§ **The task**: Set down all of the records exactly, leaving none out.

(Record excerpts Opens)

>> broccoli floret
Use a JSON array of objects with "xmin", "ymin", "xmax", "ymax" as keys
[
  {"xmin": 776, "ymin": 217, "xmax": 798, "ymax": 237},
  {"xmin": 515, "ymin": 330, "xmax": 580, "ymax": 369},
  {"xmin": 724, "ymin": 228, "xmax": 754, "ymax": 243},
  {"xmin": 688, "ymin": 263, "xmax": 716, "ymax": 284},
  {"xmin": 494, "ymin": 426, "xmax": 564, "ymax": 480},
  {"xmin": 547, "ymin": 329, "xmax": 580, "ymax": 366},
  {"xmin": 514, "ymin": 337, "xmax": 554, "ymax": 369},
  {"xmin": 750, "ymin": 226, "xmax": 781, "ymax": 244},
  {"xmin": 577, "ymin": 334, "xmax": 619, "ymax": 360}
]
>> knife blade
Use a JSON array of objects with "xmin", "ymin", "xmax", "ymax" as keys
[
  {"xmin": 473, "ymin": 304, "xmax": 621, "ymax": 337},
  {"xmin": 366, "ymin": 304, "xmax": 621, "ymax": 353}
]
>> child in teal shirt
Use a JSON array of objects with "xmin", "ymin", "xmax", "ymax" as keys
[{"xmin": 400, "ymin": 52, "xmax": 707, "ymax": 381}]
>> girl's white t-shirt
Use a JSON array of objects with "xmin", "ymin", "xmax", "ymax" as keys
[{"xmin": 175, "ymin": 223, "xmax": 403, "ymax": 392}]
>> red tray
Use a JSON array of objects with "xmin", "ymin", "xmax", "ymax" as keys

(Record excerpts Closes)

§ **Output for this exercise**:
>> broccoli floret
Use a JSON array of objects with "xmin", "ymin", "xmax", "ymax" as keys
[
  {"xmin": 776, "ymin": 217, "xmax": 798, "ymax": 237},
  {"xmin": 515, "ymin": 330, "xmax": 580, "ymax": 369},
  {"xmin": 724, "ymin": 228, "xmax": 754, "ymax": 243},
  {"xmin": 688, "ymin": 263, "xmax": 716, "ymax": 284},
  {"xmin": 494, "ymin": 426, "xmax": 564, "ymax": 480},
  {"xmin": 547, "ymin": 329, "xmax": 580, "ymax": 366},
  {"xmin": 514, "ymin": 337, "xmax": 554, "ymax": 369},
  {"xmin": 750, "ymin": 226, "xmax": 781, "ymax": 244},
  {"xmin": 577, "ymin": 334, "xmax": 619, "ymax": 360}
]
>> knife blade
Use a JSON array of objects with "xmin", "ymin", "xmax", "ymax" as keys
[
  {"xmin": 473, "ymin": 304, "xmax": 621, "ymax": 337},
  {"xmin": 366, "ymin": 304, "xmax": 621, "ymax": 353}
]
>> child in teal shirt
Use a JSON array of objects with "xmin", "ymin", "xmax", "ymax" as keys
[{"xmin": 400, "ymin": 52, "xmax": 707, "ymax": 381}]
>> girl's white t-shirt
Use a JSON array of objects with "xmin", "ymin", "xmax", "ymax" as keys
[{"xmin": 175, "ymin": 223, "xmax": 403, "ymax": 392}]
>> red tray
Use a JSON array of objects with "xmin", "ymin", "xmax", "ymax" as keys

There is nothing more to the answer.